**Requirement**
Reproduce all records exactly.

== Material to process

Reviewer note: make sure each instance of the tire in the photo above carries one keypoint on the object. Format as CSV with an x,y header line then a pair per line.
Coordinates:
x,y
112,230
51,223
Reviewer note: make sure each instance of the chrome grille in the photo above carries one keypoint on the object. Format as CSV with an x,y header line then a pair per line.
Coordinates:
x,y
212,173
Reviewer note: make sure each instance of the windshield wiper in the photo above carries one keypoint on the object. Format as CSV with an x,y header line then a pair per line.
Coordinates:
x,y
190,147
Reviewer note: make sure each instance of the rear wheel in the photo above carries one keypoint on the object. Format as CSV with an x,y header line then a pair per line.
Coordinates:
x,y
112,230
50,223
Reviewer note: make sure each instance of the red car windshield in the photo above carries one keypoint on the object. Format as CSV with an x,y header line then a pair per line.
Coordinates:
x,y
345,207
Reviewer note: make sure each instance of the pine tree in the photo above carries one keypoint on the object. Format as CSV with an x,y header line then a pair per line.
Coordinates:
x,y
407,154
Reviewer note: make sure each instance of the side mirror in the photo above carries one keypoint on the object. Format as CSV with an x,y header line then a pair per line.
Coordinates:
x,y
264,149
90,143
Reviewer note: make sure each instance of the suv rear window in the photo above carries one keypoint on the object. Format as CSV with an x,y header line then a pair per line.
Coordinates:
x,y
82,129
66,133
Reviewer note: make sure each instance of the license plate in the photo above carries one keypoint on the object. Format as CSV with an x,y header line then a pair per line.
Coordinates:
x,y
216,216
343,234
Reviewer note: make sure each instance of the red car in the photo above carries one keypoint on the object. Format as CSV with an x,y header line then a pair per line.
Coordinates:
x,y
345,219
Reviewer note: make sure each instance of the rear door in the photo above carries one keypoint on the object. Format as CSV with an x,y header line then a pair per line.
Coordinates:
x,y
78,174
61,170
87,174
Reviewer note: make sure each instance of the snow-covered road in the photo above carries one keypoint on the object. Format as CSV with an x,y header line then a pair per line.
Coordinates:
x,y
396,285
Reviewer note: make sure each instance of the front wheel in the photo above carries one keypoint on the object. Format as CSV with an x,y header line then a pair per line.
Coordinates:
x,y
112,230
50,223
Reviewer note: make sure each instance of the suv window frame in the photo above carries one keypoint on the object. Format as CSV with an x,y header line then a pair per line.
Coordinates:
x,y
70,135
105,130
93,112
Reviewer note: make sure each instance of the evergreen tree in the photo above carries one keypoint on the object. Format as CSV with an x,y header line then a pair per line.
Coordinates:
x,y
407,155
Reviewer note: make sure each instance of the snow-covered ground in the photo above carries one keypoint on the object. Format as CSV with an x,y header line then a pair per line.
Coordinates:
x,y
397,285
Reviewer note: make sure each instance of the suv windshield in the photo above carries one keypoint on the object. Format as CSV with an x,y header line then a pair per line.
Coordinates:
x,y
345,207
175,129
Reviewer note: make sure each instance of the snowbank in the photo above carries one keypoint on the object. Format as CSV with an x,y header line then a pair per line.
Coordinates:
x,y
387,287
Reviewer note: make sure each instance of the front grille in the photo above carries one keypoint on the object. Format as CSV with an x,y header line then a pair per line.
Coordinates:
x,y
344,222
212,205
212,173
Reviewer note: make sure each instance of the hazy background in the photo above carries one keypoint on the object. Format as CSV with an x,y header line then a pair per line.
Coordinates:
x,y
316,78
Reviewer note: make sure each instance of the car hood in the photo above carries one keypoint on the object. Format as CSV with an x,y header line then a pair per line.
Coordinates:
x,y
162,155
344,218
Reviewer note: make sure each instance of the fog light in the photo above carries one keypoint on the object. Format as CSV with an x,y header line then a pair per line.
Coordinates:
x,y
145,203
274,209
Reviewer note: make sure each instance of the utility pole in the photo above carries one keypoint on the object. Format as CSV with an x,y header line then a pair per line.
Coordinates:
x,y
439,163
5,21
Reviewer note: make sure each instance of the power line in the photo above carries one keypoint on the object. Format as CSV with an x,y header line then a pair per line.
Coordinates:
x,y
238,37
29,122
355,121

====

**Solved exercise**
Reviewer note: make sure each instance of the tire in the photo above carries one keypoint on the object. Format as CSV with an x,y header line then a pair per line.
Coordinates:
x,y
112,230
51,223
Reviewer note: make sure each instance of the chrome grille in the photo above carries one keypoint on the object. Format as CSV with an x,y header line then a pair per line.
Coordinates:
x,y
212,173
Reviewer note: make sure each instance of the windshield wiper in the photo above carries one keypoint on the object. Format as CSV with an x,y header line then a pair per line.
Coordinates:
x,y
190,147
Reviewer note: make sure each instance of the rear wheel in the photo above carries one keypoint on the object. Format as CSV with an x,y header line then a pair per line.
Coordinates:
x,y
112,230
50,223
Reviewer note: make sure each instance of the red car windshield in the photo above carries one keypoint on the object. Format as CSV with an x,y header line then a pair per line.
Coordinates:
x,y
345,207
Reviewer note: make sure each instance of the pine tree in the photo above carries one keypoint on the object. Format as CSV with an x,y header line then a pair per line.
Coordinates:
x,y
407,154
Reviewer note: make sure each instance of the side mirror in the photo above carries one keypoint on the object. Format as CSV with an x,y header line then a pair per line.
Coordinates:
x,y
264,149
90,143
Reviewer note: make sure each instance of the suv rear window in the photo above carries one keypoint on the object. Format as CSV with an x,y header line then a pair per line.
Coordinates:
x,y
82,129
66,133
Reviewer note: make sure each instance of the license plate in the photo above carries one keypoint on the object. Format as CSV with an x,y header line then a pair per line.
Coordinates:
x,y
216,216
343,234
Reviewer note: make sure each instance of the red car in the photo above carries one keypoint on the object. Format as CSV with an x,y header line then a pair per line.
Coordinates:
x,y
345,219
Reviewer note: make sure each instance of the rear door in the photo above carries one keypoint on the object. Format as CSV with an x,y header line then a pair per line.
Coordinates:
x,y
78,174
61,170
87,174
Reviewer note: make sure each instance of the snow-covered road in the photo above carries one keypoint on the object. Format as CSV with an x,y header line then a pair per line.
Coordinates:
x,y
396,285
Reviewer note: make sure each instance of the front wheel in the photo above carries one keypoint on the object. Format as CSV with an x,y header line then a pair per line.
Coordinates:
x,y
112,230
50,223
Reviewer note: make sure each instance of the suv window frame in the photo above carries one keypoint on the object. Format as CSV with an x,y header line then a pair per line.
Coordinates:
x,y
70,135
105,130
93,112
Reviewer note: make sure each instance of the evergreen tree in the photo above carries one keypoint on the object. Format as CSV with an x,y header line then a pair per line.
Coordinates:
x,y
407,155
Reviewer note: make sure each instance of the snow-covered ground in the photo above carries one keypoint on the object. Format as CSV with an x,y header line then a pair per line.
Coordinates:
x,y
397,285
Reviewer note: make sure each instance of the suv windshield in the photo above carries one keypoint on the object. Format as CSV with an x,y header line then a pair per line.
Coordinates:
x,y
345,207
175,129
Reviewer note: make sure each instance of the snowbank in the photo above carries one keypoint on the object. Format as CSV with an x,y header line then a pair per line.
Coordinates:
x,y
387,287
Reviewer note: make sure each instance of the front grille in the photo above carries one keypoint on the object. Format as CSV with an x,y header line then a pair per line.
Coordinates:
x,y
344,222
212,205
212,173
Reviewer note: make sure each instance of the hazy background in the photo above carries one keypoint on the object. Format as CSV with an x,y header line then a pair per line.
Coordinates:
x,y
316,78
Reviewer note: make sure each instance of the car hood in the photo above carries one keypoint on the object. Format as CSV with an x,y header line then a pair per line.
Coordinates:
x,y
162,155
344,218
Reviewer note: make sure each instance of the fog light in the photo above carries one keypoint on the object. Format as CSV with an x,y header line then a pair per line.
Coordinates:
x,y
145,203
274,209
Reviewer note: make sure each instance of the utility pole in the photo above carries one keypoint on the object. Format as CSV with an x,y header line then a pair per line.
Coordinates:
x,y
439,163
5,21
Reviewer note: make sure each instance of the power line in the photo above carries one keypoint on the object. Format as CSV with an x,y header line then a pair per line.
Coordinates:
x,y
238,37
29,122
355,121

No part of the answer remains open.